**Yang Perlu Dilakukan**
Menurut resensi buku tentang kaidah fikih politik, siapa penerbit buku tersebut?

**Kutipan Teks**
Ticker

6/recent/ticker-posts

Menggeledah Kaidah-kaidah Fikih dalam Realitas Sejarah Berdirinya Indonesia

 

Dok. Pribadi

Judul              : Kaidah Fikih Politik: Pergulatan Pemikiran Politik Kebangsaan Ulama

Penulis            : Syaikhul Islam Ali, Lc, M. Sosio

Penerbit          : Yayasan Bumi Shalawat Progresif

Cetakan          : I, Januari 2018

Tebal              : xxviii + 260 Halaman

ISBN               : 978-602-70095-1-6

Peresensi        : Mohammad Azharudin

 

Salah satu bukti konkret hari ini bahwa ulama ada yang ikut berpolitik adalah sosok KH. Ma’ruf Amin yang menjabat sebagai wakil presiden RI. Sebelumnya, telah ada beberapa tokoh dari kalangan cendekiawan muslim yang juga terlibat dalam lalu lintas perpolitikan di Indonesia. Buku ini menggali lebih dalam terhadap apa yang menjadi landasan dari tindakan para ulama tersebut dalam ranah politik. Tujuan Syaikhul Islam Ali menulis buku ini adalah menguraikan bahwa orang-orang NU tidak keluar dari logika-logika normatif yang dikembangkan dalam kerangka berpikir fikih meskipun terlibat dalam aktivitas politik (hal. 2).

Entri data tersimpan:

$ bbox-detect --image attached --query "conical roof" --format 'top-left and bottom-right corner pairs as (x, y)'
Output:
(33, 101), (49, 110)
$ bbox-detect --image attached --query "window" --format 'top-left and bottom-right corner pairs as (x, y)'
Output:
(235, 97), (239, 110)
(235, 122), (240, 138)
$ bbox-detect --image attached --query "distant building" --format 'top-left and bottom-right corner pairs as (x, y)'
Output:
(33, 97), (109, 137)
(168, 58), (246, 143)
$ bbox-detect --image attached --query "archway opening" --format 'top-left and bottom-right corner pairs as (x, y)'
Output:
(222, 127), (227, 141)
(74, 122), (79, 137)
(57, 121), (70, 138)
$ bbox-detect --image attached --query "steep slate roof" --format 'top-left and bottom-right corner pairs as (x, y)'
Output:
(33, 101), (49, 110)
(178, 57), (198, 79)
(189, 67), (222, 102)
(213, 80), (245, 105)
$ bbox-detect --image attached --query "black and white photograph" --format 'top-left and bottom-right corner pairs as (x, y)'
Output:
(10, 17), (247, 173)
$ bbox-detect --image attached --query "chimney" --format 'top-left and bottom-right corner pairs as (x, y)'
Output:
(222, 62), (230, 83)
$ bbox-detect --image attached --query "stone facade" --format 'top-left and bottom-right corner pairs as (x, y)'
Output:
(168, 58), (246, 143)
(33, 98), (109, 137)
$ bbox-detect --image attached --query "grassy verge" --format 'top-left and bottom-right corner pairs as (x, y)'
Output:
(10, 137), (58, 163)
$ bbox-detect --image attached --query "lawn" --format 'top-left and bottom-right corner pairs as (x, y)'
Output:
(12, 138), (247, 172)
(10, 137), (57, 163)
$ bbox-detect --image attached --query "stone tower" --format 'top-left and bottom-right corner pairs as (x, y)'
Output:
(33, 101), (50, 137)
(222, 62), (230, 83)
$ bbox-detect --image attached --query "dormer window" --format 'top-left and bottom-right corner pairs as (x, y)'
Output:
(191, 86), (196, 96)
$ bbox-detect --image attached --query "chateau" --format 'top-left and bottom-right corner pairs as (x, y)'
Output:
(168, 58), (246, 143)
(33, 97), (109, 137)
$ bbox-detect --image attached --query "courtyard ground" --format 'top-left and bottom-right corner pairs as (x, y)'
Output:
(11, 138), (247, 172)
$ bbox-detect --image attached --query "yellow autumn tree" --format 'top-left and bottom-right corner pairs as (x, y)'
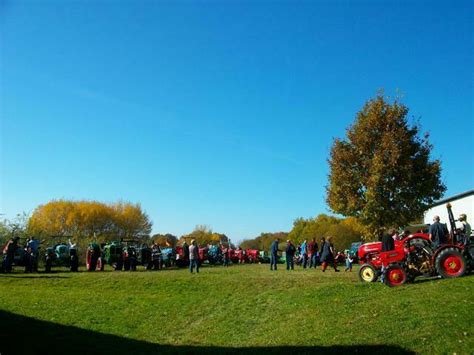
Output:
(28, 200), (152, 240)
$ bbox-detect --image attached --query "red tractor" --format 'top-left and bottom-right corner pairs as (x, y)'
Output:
(358, 205), (474, 286)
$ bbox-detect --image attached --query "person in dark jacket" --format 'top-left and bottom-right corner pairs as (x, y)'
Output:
(309, 238), (318, 269)
(380, 228), (397, 283)
(285, 240), (296, 270)
(2, 237), (20, 272)
(270, 238), (280, 271)
(428, 216), (449, 248)
(321, 237), (339, 272)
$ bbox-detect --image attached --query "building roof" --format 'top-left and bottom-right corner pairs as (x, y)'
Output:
(431, 190), (474, 207)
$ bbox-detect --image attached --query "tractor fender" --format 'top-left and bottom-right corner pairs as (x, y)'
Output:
(431, 244), (463, 265)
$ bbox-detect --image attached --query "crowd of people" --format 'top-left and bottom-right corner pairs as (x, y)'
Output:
(270, 236), (354, 272)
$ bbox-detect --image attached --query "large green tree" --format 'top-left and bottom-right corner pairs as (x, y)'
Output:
(326, 94), (446, 233)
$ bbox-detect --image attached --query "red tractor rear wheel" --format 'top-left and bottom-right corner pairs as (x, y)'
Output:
(435, 248), (466, 278)
(384, 264), (407, 287)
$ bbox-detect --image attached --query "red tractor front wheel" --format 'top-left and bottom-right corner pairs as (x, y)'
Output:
(435, 248), (466, 278)
(384, 264), (407, 287)
(359, 264), (378, 282)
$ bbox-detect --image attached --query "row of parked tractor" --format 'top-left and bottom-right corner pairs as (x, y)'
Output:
(0, 238), (285, 272)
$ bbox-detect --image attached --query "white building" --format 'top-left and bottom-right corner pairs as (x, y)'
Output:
(424, 190), (474, 235)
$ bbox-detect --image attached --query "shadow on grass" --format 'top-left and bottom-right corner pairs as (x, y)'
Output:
(0, 311), (413, 355)
(0, 274), (70, 279)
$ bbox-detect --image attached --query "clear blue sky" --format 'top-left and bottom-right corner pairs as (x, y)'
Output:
(0, 0), (474, 240)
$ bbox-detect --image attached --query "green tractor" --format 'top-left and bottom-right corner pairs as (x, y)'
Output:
(45, 240), (79, 272)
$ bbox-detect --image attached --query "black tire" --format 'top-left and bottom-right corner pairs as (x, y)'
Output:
(359, 264), (378, 282)
(383, 264), (408, 287)
(435, 248), (467, 278)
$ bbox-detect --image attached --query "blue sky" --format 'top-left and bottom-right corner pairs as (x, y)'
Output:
(0, 0), (474, 240)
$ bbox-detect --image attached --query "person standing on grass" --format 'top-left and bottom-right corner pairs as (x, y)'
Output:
(223, 245), (230, 267)
(321, 237), (339, 272)
(430, 216), (449, 248)
(301, 239), (308, 269)
(270, 238), (280, 271)
(344, 253), (354, 272)
(285, 240), (296, 270)
(319, 237), (326, 262)
(309, 238), (318, 269)
(189, 239), (199, 273)
(380, 228), (397, 283)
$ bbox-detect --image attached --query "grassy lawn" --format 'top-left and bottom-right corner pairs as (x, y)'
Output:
(0, 265), (474, 355)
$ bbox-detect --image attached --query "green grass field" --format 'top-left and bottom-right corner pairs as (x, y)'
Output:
(0, 265), (474, 355)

**Jawaban Latihan**
Yayasan Bumi Shalawat Progresif.